## 読解用抜粋
== == ==
育児・介護休業法は、正式名称を「育児休業、介護休業等育児又は家族介護を行う労働者の福祉に関する法律」といい、育児や介護を行う人を支援して、仕事と家庭を両立することを目的にした法律です。
これまでは、仕事と家庭を両立することが非常に難しく、育児や介護のために仕事を辞めざるを得ないというケースが多く発生していました。こうした社会の「二者択一構造」を変え、労働者のワークライフバランスを実現するために、労働時間を短縮したり給付金を支給したりというサポートが規定されています。
当法律で定められている制度や措置には、次のようなものがあります。

    • 育児休業制度
    • 介護休業制度
    • 子の看護休暇制度
    • 介護休暇制度
    • 育児・介護を容易にするため所定労働時間等の措置
    • 育児・介護を行う労働者に対する支援措置

※「育児休業」「介護休業」「子の看護休暇」「介護休暇」については、後述を参照ください。

これらの制度や措置を就業規則等に取り入れることは、企業の義務となっています。また、法規定を満たした上で、社内体制や業務形態に応じて独自の休暇制度などを設けることも歓迎されています。さらに、従業員はこれらの制度や措置を利用する権利があるため、育児・介護休業法の制度の利用を理由とした解雇、降格、減給などの不利益な取り扱いをしてはならないとも規定されています。
== == ==
## 課題内容
上にある育児・介護休業法に関する文章を、最初から最後まで一字も変えずに書き写してください。

## 提供情報
== == ==
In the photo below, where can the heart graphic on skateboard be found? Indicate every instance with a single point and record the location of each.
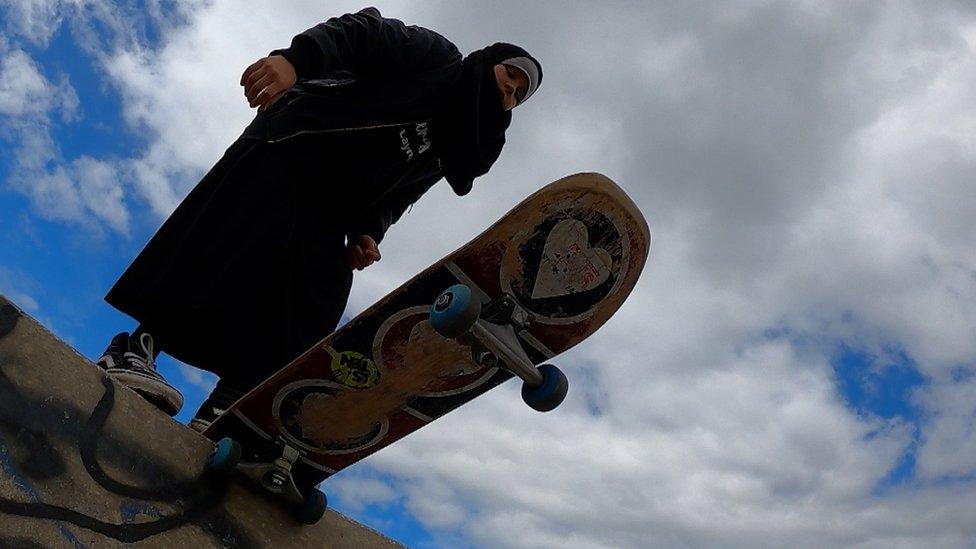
== == ==
## 解答
育児・介護休業法は、正式名称を「育児休業、介護休業等育児又は家族介護を行う労働者の福祉に関する法律」といい、育児や介護を行う人を支援して、仕事と家庭を両立することを目的にした法律です。
これまでは、仕事と家庭を両立することが非常に難しく、育児や介護のために仕事を辞めざるを得ないというケースが多く発生していました。こうした社会の「二者択一構造」を変え、労働者のワークライフバランスを実現するために、労働時間を短縮したり給付金を支給したりというサポートが規定されています。
当法律で定められている制度や措置には、次のようなものがあります。

    • 育児休業制度
    • 介護休業制度
    • 子の看護休暇制度
    • 介護休暇制度
    • 育児・介護を容易にするため所定労働時間等の措置
    • 育児・介護を行う労働者に対する支援措置

※「育児休業」「介護休業」「子の看護休暇」「介護休暇」については、後述を参照ください。

これらの制度や措置を就業規則等に取り入れることは、企業の義務となっています。また、法規定を満たした上で、社内体制や業務形態に応じて独自の休暇制度などを設けることも歓迎されています。さらに、従業員はこれらの制度や措置を利用する権利があるため、育児・介護休業法の制度の利用を理由とした解雇、降格、減給などの不利益な取り扱いをしてはならないとも規定されています。